(Records supplied Opens)

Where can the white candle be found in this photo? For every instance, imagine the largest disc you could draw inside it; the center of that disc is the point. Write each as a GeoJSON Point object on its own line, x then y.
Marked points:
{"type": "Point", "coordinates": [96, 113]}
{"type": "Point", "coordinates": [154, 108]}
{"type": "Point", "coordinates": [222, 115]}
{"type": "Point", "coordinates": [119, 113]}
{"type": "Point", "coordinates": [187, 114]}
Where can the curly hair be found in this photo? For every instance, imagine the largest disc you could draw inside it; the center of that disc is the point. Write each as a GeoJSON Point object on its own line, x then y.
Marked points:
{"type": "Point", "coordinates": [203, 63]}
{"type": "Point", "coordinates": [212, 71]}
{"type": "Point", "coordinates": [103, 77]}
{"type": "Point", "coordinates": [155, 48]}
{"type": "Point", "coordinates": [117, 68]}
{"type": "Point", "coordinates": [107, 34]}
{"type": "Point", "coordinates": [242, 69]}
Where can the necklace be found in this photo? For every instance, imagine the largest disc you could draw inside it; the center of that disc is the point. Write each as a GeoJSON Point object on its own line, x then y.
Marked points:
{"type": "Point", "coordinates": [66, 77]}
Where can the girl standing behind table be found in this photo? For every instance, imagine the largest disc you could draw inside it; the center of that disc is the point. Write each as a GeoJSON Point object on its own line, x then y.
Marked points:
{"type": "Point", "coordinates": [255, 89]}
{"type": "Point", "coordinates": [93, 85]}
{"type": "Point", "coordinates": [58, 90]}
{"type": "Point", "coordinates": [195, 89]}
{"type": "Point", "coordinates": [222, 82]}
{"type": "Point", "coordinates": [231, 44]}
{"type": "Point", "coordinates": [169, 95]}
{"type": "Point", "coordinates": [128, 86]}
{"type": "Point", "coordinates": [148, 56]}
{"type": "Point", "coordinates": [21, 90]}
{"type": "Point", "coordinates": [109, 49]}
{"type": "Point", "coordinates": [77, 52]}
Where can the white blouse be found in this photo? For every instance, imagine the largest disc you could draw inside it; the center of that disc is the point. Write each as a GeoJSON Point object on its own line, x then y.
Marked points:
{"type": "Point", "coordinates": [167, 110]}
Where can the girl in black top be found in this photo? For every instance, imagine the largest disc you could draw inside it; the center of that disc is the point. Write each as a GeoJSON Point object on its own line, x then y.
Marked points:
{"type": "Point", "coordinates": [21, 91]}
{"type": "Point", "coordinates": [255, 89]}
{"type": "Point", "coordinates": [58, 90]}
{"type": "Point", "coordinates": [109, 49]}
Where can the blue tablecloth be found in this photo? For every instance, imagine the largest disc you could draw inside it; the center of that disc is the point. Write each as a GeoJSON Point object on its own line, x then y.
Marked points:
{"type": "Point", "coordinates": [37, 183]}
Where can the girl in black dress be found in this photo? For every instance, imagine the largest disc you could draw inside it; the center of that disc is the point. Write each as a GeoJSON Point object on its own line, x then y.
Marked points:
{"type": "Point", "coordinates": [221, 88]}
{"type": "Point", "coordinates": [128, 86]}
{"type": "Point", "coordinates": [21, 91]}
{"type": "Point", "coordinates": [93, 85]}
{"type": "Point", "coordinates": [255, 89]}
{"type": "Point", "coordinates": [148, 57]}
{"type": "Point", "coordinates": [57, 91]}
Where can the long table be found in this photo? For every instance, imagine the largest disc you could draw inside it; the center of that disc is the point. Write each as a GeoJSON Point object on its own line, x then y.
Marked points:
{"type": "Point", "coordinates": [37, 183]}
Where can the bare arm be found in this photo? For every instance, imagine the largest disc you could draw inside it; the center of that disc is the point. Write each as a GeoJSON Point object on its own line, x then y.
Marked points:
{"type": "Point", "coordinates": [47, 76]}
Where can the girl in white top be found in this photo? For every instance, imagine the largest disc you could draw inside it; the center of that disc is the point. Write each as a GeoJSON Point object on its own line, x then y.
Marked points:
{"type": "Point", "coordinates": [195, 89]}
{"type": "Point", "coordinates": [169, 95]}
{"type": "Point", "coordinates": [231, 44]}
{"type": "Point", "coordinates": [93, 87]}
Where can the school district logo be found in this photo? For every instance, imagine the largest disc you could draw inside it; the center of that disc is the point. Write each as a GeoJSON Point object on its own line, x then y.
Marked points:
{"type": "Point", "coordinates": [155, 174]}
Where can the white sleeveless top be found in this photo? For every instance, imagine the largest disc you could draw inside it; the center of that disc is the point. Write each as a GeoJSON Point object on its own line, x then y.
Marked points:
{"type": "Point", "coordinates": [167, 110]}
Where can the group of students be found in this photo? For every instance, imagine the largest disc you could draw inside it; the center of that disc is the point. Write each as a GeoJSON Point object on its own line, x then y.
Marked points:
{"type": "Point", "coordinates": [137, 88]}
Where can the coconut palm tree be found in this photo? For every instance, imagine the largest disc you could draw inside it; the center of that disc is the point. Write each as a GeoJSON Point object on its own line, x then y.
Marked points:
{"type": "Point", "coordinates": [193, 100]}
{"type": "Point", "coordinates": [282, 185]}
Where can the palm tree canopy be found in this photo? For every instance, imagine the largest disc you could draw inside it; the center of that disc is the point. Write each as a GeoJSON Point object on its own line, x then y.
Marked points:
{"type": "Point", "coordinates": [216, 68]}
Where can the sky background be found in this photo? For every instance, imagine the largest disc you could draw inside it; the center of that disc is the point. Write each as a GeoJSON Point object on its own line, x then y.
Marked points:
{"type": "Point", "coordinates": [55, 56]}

(Records supplied Closes)

§ Action item
Type out every record above once more, exactly.

§ Your solution
Where can the white candle be found in this photo? For every instance, imagine the largest disc you could draw inside it; the center of that disc is the point. Write each as a GeoJSON Point object on its own line, x then y.
Marked points:
{"type": "Point", "coordinates": [96, 113]}
{"type": "Point", "coordinates": [154, 108]}
{"type": "Point", "coordinates": [222, 115]}
{"type": "Point", "coordinates": [119, 113]}
{"type": "Point", "coordinates": [187, 114]}
Where can the curly hair be found in this photo? For every instance, imagine the largest disc you could draw inside it; the center of that disc is the point. Write each as a GeoJSON Point object on its own line, x then y.
Marked points:
{"type": "Point", "coordinates": [203, 63]}
{"type": "Point", "coordinates": [212, 71]}
{"type": "Point", "coordinates": [103, 77]}
{"type": "Point", "coordinates": [155, 48]}
{"type": "Point", "coordinates": [117, 68]}
{"type": "Point", "coordinates": [107, 34]}
{"type": "Point", "coordinates": [242, 69]}
Where can the necklace be found in this photo? For every instance, imagine the largest disc you could draw inside it; the center of that disc is the point. Write each as a GeoJSON Point object on its own line, x then y.
Marked points:
{"type": "Point", "coordinates": [66, 77]}
Where can the girl standing behind table be found in this photo? For every instance, imagine the largest disc you could draw inside it; the center of that disc is the point. Write each as a GeoJSON Point object on its own line, x then y.
Marked points:
{"type": "Point", "coordinates": [255, 89]}
{"type": "Point", "coordinates": [93, 85]}
{"type": "Point", "coordinates": [58, 90]}
{"type": "Point", "coordinates": [195, 89]}
{"type": "Point", "coordinates": [222, 82]}
{"type": "Point", "coordinates": [231, 44]}
{"type": "Point", "coordinates": [169, 95]}
{"type": "Point", "coordinates": [128, 86]}
{"type": "Point", "coordinates": [148, 56]}
{"type": "Point", "coordinates": [21, 90]}
{"type": "Point", "coordinates": [109, 49]}
{"type": "Point", "coordinates": [77, 52]}
Where can the white blouse be found in this photo? For every instance, imagine the largest disc you could draw inside it; the center of that disc is the point. Write each as a GeoJSON Point object on its own line, x then y.
Marked points:
{"type": "Point", "coordinates": [167, 110]}
Where can the girl in black top be found in this photo? For every instance, imagine the largest disc you could draw inside it; the center of that disc is the point. Write each as a GeoJSON Point object on its own line, x then y.
Marked points:
{"type": "Point", "coordinates": [21, 91]}
{"type": "Point", "coordinates": [255, 89]}
{"type": "Point", "coordinates": [58, 90]}
{"type": "Point", "coordinates": [109, 49]}
Where can the blue tablecloth be found in this photo? For every instance, imagine the largest disc you could draw inside it; the center of that disc is the point. Write each as a GeoJSON Point object on its own line, x then y.
Marked points:
{"type": "Point", "coordinates": [37, 183]}
Where can the girl in black dress be found in this photo? For every instance, imagine the largest disc you could draw inside it; the center of that disc is the point. Write each as a GeoJSON Point object on its own line, x then y.
Marked points:
{"type": "Point", "coordinates": [221, 88]}
{"type": "Point", "coordinates": [128, 86]}
{"type": "Point", "coordinates": [21, 91]}
{"type": "Point", "coordinates": [93, 85]}
{"type": "Point", "coordinates": [255, 89]}
{"type": "Point", "coordinates": [148, 57]}
{"type": "Point", "coordinates": [57, 91]}
Where can the long table be found in this photo? For every instance, imagine the largest disc you could draw inside it; the center of that disc is the point. Write each as a GeoJSON Point object on its own line, x then y.
Marked points:
{"type": "Point", "coordinates": [37, 183]}
Where can the bare arm be found in this photo? For every instance, imagine the largest disc you could draw inside it; the center of that disc is the point. Write each as a GeoJSON Point object on its own line, x then y.
Marked points:
{"type": "Point", "coordinates": [47, 76]}
Where can the girl in white top be found in this photo? For every instance, imagine the largest disc you could draw inside it; the center of that disc is the point. Write each as a GeoJSON Point object on its own line, x then y.
Marked points:
{"type": "Point", "coordinates": [195, 89]}
{"type": "Point", "coordinates": [169, 95]}
{"type": "Point", "coordinates": [231, 44]}
{"type": "Point", "coordinates": [93, 87]}
Where can the school district logo be found in this photo? For every instance, imagine the largest disc you could draw inside it; the center of that disc is the point. Write each as a GeoJSON Point object on its own line, x then y.
Marked points:
{"type": "Point", "coordinates": [155, 174]}
Where can the white sleeveless top be found in this photo? For every instance, imagine the largest disc you could draw inside it; the center of that disc is the point. Write each as a GeoJSON Point object on its own line, x then y.
Marked points:
{"type": "Point", "coordinates": [167, 110]}
Where can the group of students be found in this photo? For every instance, imagine the largest disc you could draw inside it; the center of that disc is the point. Write each as a GeoJSON Point object on its own line, x then y.
Marked points:
{"type": "Point", "coordinates": [137, 88]}
Where can the coconut palm tree be found in this photo? For every instance, imagine the largest disc you could draw inside it; the center of that disc is the point. Write each as a GeoJSON Point object on its own line, x then y.
Marked points:
{"type": "Point", "coordinates": [193, 100]}
{"type": "Point", "coordinates": [282, 185]}
Where can the palm tree canopy be found in this photo? For every instance, imagine the largest disc you could draw inside it; the center of that disc is the point. Write each as a GeoJSON Point object on its own line, x then y.
Marked points:
{"type": "Point", "coordinates": [216, 68]}
Where can the sky background be found in this photo? For every instance, imagine the largest disc you could draw inside it; the center of that disc is the point. Write each as a GeoJSON Point object on its own line, x then y.
Marked points:
{"type": "Point", "coordinates": [55, 56]}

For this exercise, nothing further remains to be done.